**Trecho para leitura:**

Essa ideia mancha e complica qualquer negociação de política externa, e
dificulta muito todas elas.
Já está
dividindo a Europa (adiante, mais sobre isso); chineses e russos sentir-se-ão repelidos;
e fará o Irã resistir mais firmemente a todas as demandas dos EUA.
Em termos
práticos, Obama – ante um Oriente Médio truculento – deve desejar que as
tensões com a Rússia sejam discretamente desescaladas (apesar do discurso que
fez em Bruxelas) e que ele consiga reencontrar algum tipo de relacionamento de
trabalho com o presidente Putin. Assim, terá ainda alguma probabilidade de
salvar alguma coisa de sua política exterior, ante o assalto que lhe movem seus
adversários ideológicos. Resta uma pequena possibilidade de que consiga [e
depende de Putin]: embora a Rússia deva, com certeza, orientar de outro modo
sua política externa à luz dos eventos na Ucrânia, o presidente Putin sempre se
mostrou muito hábil no trabalho de separar ‘os casos’. Putin pode manter-se em
posição de oposição em alguns casos chaves, e mesmo assim cooperar em outros.
Angela Merkel |
O “melhor
amigo” de Obama na tentativa de salvar alguma coisa do imbróglio na Ucrânia
será provavelmente Angela Merkel. A chanceler alemã disse que “não está interessada”

**Instruções da tarefa:** Por favor, copie do trecho sobre a política externa de Obama a passagem que começa em "Essa ideia mancha" e segue até "demandas dos EUA.".

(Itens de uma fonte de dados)
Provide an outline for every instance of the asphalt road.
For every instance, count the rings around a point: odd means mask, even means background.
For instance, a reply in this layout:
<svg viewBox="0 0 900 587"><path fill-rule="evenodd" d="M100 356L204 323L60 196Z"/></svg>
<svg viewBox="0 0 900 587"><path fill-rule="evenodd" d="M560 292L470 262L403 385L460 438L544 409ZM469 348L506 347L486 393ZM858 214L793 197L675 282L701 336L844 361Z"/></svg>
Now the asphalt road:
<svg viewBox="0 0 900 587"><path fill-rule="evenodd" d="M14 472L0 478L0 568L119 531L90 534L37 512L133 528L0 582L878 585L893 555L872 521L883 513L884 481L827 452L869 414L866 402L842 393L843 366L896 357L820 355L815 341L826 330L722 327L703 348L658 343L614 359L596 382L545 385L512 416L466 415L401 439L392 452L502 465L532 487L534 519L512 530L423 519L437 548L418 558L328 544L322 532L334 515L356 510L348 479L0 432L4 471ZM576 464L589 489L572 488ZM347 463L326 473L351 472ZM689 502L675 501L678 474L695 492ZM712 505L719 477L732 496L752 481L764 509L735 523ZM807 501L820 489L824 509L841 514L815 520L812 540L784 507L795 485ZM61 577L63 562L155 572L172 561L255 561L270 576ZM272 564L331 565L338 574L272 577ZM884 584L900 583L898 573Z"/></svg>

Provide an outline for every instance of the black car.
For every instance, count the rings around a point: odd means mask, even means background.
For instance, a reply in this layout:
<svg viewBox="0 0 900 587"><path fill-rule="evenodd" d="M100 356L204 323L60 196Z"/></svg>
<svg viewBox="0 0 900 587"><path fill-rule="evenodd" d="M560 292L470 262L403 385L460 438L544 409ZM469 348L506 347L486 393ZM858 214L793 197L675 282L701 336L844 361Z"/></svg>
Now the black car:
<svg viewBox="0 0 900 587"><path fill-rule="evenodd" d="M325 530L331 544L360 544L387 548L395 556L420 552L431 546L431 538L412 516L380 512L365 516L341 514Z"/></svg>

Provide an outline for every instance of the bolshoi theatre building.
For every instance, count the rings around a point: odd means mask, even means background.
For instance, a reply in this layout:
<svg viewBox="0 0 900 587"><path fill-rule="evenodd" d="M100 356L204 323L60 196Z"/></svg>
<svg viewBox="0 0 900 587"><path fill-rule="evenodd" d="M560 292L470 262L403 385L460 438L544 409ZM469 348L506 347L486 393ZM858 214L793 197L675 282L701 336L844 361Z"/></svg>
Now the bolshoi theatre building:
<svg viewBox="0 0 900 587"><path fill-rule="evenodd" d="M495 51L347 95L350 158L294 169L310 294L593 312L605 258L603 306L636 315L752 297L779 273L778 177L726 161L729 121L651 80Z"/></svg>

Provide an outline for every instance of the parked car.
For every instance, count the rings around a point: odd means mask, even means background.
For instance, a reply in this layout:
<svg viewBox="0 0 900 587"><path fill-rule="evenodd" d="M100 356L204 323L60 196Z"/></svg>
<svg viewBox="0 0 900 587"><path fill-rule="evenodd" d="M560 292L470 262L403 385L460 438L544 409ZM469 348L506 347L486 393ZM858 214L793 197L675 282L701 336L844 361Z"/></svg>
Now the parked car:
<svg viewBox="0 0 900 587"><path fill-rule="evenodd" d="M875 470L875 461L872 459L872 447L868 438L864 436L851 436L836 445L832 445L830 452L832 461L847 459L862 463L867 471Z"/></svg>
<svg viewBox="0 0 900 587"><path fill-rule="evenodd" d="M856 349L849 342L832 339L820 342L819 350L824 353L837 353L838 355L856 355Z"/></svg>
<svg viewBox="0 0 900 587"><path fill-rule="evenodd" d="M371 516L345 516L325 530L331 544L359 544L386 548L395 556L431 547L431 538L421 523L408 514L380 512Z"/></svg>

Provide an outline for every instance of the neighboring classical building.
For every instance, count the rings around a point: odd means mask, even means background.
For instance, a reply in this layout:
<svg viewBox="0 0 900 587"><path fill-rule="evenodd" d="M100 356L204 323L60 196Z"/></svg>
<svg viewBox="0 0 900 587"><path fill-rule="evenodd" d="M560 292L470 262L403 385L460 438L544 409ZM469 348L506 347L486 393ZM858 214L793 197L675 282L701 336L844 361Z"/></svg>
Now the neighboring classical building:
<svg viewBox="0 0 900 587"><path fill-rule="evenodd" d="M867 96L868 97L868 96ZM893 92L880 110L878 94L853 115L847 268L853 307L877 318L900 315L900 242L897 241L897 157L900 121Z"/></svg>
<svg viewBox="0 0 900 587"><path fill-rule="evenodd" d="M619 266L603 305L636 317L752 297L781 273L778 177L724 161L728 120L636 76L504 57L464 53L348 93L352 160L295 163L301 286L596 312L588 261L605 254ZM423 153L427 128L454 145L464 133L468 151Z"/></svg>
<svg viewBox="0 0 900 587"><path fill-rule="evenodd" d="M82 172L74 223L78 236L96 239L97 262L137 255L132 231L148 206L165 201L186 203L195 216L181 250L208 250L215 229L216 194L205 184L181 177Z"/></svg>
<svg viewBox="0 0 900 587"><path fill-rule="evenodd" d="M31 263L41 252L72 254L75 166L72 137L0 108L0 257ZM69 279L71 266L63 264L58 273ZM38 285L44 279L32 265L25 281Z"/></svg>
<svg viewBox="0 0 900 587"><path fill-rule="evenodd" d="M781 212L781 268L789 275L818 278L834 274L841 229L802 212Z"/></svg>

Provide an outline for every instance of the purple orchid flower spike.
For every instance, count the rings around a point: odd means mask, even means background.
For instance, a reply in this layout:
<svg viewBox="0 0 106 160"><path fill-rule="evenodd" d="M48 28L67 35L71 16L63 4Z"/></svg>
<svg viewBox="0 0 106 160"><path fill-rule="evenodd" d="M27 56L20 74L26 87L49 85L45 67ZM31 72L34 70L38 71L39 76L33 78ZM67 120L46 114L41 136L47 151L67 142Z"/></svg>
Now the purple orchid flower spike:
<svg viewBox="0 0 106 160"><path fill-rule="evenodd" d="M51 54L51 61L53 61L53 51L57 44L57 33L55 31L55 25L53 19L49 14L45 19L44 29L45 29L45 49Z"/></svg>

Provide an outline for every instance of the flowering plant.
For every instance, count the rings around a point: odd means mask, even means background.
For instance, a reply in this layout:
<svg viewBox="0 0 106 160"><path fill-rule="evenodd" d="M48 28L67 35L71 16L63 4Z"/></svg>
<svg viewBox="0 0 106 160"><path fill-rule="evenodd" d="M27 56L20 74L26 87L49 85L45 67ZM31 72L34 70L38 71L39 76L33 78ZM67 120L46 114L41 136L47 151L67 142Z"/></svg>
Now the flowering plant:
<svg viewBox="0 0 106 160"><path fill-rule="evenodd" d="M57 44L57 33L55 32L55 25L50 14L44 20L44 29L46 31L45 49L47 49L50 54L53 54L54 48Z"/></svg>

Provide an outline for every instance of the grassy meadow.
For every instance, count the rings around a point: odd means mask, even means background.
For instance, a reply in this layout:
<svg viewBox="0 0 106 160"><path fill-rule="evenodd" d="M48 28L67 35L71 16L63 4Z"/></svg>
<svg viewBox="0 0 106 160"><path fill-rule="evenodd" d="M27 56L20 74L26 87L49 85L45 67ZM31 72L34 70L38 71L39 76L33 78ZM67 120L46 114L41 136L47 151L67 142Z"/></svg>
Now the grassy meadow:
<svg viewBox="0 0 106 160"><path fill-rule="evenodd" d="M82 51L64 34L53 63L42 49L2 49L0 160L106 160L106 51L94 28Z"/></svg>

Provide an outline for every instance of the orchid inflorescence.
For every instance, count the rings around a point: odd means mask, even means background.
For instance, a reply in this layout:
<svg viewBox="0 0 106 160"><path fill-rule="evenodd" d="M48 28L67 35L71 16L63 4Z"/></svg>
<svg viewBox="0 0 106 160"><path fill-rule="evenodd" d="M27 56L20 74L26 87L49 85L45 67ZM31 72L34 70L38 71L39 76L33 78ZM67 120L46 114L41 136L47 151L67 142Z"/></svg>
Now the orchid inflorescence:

**A solução:**
Essa ideia mancha e complica qualquer negociação de política externa, e
dificulta muito todas elas.
Já está
dividindo a Europa (adiante, mais sobre isso); chineses e russos sentir-se-ão repelidos;
e fará o Irã resistir mais firmemente a todas as demandas dos EUA.